Directions:
Each line from the one containing "on field in this photo." to the end of the records should be copied exactly, and no other line.
....................
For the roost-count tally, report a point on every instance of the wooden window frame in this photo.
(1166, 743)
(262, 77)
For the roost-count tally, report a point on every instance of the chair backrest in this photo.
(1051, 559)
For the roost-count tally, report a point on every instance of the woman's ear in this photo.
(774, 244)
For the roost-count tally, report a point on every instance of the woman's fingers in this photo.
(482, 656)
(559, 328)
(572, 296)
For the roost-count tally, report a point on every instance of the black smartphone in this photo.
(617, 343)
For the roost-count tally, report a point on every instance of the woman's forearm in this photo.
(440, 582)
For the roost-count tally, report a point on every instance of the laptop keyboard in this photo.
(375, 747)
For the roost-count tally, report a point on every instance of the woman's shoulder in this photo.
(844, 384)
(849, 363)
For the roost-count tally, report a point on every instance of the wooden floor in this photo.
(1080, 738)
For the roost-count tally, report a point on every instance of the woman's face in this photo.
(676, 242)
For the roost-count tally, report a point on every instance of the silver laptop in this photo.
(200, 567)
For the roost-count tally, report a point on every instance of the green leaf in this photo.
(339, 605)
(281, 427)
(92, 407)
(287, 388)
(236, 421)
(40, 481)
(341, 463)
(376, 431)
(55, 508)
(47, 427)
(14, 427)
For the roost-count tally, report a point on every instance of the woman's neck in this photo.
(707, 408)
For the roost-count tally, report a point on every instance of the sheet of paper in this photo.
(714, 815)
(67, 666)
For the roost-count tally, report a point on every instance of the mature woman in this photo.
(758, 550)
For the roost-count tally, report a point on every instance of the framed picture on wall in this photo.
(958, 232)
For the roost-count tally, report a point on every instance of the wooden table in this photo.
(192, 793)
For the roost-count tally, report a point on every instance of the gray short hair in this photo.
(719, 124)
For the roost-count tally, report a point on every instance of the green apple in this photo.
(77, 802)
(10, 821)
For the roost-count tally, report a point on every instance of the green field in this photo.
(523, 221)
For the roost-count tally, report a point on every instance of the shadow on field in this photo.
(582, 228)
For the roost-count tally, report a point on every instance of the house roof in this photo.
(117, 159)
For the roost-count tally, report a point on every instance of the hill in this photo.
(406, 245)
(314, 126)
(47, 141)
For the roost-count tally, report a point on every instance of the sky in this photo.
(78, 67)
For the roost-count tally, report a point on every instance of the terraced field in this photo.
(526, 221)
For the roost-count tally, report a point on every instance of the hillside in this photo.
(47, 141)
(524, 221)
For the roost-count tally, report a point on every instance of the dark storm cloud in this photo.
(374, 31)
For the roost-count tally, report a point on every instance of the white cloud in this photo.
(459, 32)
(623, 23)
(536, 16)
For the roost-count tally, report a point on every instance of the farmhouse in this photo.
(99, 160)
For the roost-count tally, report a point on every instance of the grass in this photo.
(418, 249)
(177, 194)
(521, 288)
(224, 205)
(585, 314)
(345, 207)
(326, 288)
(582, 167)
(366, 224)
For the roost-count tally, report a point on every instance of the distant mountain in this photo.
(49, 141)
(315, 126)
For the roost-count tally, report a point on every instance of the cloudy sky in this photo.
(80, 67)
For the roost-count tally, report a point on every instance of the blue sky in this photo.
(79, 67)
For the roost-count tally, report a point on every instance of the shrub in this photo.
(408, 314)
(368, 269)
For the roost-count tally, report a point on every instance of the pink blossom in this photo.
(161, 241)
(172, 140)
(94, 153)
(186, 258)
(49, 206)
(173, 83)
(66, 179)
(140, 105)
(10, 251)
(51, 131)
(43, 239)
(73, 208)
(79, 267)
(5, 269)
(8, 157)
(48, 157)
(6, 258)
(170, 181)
....................
Output of the task:
For the roost-count tally, report a point on every instance of the shadow on field in this photo.
(582, 228)
For the roost-count tally, report a point on every instance of the house roof in this photo.
(117, 159)
For the roost-count tally, report a point on every instance of the hill in this photo.
(406, 245)
(314, 126)
(47, 141)
For the roost-count tally, report a point on every instance of the sky in this photo.
(78, 67)
For the roost-count tally, report a point on every instance of the terraced field in this photo.
(526, 221)
For the roost-count tally, report a point on every instance of the hillside in this photo.
(47, 141)
(524, 221)
For the roost-count tally, report a point on every instance of the dark storm cloud in this photo.
(374, 31)
For the roost-count tally, report a point on every instance of the white cloud in this photo.
(459, 32)
(623, 23)
(536, 16)
For the roost-count tally, report a point on every instance of the farmhouse in this photo.
(99, 160)
For the roost-count tally, report a point on every instance of the grass in this photo.
(418, 249)
(177, 194)
(521, 288)
(224, 205)
(585, 314)
(345, 207)
(326, 288)
(582, 167)
(366, 224)
For the roost-count tally, report a point on every instance of the distant mountain in this photo.
(49, 141)
(315, 126)
For the roost-count tally, report a point on every instance of the cloudy sky in this photo.
(80, 67)
For the roost-count tally, report a point on every instance of the blue sky in this photo.
(79, 67)
For the roost-count tally, report a point on every instance of the shrub in this photo.
(408, 314)
(368, 269)
For the roost-count tally, report a point on every instance of the pink blossom in this photo.
(161, 241)
(172, 140)
(94, 153)
(186, 258)
(49, 206)
(173, 83)
(66, 179)
(140, 105)
(10, 251)
(51, 131)
(43, 239)
(73, 208)
(79, 267)
(5, 269)
(8, 157)
(48, 157)
(6, 258)
(170, 181)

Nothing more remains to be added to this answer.